=== SET PROBLEM ===
Starting at the line that contains "like [(946, 15)]." and running through the end of the data, rewrite those lines with "lamp post" switched to "light pole" and nothing else changed.

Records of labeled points
-------

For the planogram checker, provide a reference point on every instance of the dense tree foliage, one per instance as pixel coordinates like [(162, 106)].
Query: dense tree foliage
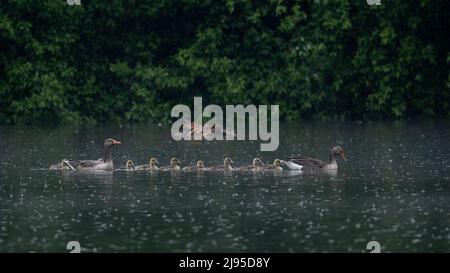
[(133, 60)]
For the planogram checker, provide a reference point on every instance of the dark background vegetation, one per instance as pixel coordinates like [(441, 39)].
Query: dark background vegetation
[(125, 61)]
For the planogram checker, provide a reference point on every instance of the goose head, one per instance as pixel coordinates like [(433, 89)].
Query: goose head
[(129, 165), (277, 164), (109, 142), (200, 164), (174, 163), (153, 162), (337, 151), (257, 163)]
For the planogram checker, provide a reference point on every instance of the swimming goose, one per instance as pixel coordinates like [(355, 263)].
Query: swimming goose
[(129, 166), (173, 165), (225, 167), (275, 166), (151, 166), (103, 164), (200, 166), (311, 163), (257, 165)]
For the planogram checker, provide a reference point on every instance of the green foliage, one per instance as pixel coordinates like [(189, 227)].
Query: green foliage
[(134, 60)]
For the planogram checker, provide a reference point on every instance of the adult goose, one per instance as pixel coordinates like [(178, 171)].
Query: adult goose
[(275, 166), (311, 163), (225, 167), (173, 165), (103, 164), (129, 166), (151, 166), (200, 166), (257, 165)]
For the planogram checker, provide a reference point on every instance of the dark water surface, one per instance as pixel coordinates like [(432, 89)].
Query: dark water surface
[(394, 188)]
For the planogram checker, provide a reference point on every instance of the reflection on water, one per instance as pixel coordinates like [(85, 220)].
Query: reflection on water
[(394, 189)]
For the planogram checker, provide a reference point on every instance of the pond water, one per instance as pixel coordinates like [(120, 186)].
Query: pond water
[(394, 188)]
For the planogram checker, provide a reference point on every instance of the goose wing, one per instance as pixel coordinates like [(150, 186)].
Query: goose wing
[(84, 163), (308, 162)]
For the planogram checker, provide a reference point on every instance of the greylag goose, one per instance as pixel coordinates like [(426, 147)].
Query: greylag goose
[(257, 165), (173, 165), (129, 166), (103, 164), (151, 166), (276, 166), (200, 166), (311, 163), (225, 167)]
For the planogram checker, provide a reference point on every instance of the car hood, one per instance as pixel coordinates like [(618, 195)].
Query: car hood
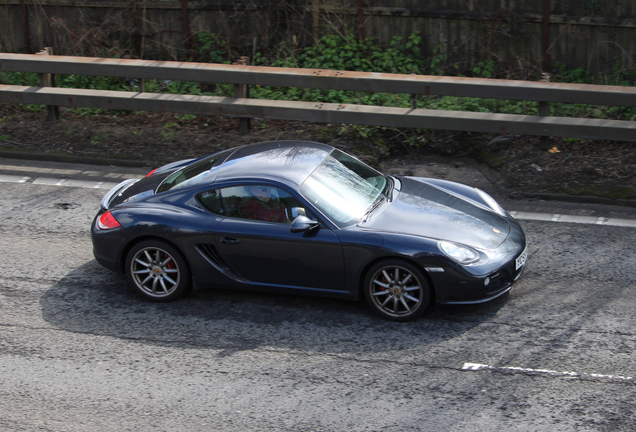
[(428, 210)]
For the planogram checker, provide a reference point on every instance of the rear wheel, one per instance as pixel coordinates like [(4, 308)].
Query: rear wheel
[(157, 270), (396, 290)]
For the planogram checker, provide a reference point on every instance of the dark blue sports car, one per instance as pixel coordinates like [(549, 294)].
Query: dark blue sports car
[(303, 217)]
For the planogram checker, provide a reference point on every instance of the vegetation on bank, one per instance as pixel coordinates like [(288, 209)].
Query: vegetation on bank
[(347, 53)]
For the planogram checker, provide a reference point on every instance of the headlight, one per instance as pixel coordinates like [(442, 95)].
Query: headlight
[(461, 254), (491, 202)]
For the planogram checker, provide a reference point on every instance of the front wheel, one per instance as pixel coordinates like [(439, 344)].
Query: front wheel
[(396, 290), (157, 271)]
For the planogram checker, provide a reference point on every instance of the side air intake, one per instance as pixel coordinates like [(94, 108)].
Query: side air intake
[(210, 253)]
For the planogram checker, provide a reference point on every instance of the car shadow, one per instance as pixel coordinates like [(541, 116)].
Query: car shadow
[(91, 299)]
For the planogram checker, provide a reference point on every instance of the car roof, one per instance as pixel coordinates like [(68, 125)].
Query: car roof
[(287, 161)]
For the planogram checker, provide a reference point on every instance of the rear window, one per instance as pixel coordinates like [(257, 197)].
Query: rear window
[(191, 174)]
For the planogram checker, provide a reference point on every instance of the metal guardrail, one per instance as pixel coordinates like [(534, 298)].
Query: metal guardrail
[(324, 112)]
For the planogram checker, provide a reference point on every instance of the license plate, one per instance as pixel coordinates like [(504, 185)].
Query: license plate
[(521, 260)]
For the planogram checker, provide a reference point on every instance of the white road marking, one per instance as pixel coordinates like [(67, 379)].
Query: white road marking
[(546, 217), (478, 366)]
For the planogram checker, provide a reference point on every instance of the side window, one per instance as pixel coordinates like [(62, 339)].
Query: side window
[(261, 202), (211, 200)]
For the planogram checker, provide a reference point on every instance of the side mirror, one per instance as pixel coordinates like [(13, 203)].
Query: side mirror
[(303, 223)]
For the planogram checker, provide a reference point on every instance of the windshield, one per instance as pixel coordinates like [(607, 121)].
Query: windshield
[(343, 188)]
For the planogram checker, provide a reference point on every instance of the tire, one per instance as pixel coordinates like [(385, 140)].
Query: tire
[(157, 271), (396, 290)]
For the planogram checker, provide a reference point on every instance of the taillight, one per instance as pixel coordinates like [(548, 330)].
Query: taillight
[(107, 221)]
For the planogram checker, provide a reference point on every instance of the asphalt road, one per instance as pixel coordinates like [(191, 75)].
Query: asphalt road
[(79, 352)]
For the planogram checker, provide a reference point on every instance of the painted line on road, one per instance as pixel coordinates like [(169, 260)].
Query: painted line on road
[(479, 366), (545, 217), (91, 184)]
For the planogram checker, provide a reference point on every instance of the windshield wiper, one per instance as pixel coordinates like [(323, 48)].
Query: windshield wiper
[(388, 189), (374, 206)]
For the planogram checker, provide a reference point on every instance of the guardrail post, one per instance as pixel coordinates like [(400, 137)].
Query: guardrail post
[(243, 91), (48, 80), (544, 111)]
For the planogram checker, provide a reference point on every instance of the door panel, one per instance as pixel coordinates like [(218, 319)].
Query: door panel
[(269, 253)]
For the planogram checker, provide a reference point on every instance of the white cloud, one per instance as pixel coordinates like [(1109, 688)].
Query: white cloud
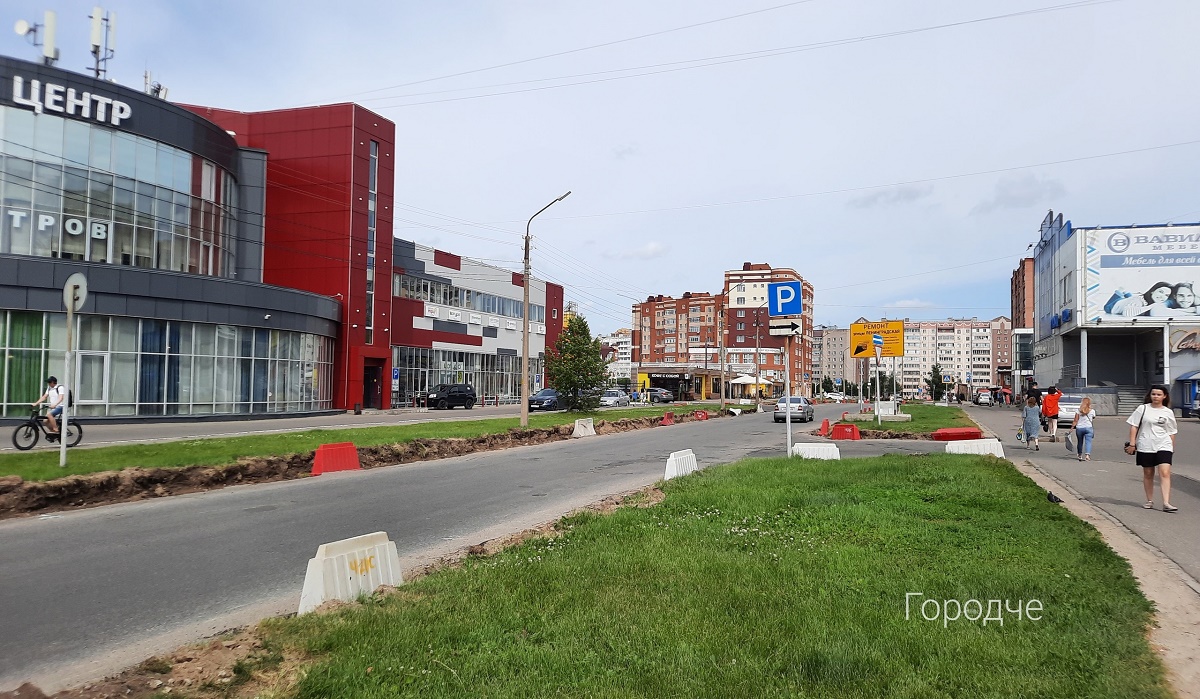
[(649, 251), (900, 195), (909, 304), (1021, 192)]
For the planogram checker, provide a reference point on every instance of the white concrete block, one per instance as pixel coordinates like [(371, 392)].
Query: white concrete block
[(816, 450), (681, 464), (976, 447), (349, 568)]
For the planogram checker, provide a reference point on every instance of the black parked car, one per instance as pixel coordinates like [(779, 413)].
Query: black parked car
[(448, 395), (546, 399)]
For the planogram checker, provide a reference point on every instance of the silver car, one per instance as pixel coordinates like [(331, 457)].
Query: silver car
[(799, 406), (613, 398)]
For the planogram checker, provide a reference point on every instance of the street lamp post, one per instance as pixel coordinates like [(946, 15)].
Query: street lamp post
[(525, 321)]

-------

=== EXERCISE ANSWER ===
For the planogram checker, provide a reference point on every instance of the street light pole, one per instance as pixel coordinates like [(946, 15)].
Query: street light pole
[(525, 321)]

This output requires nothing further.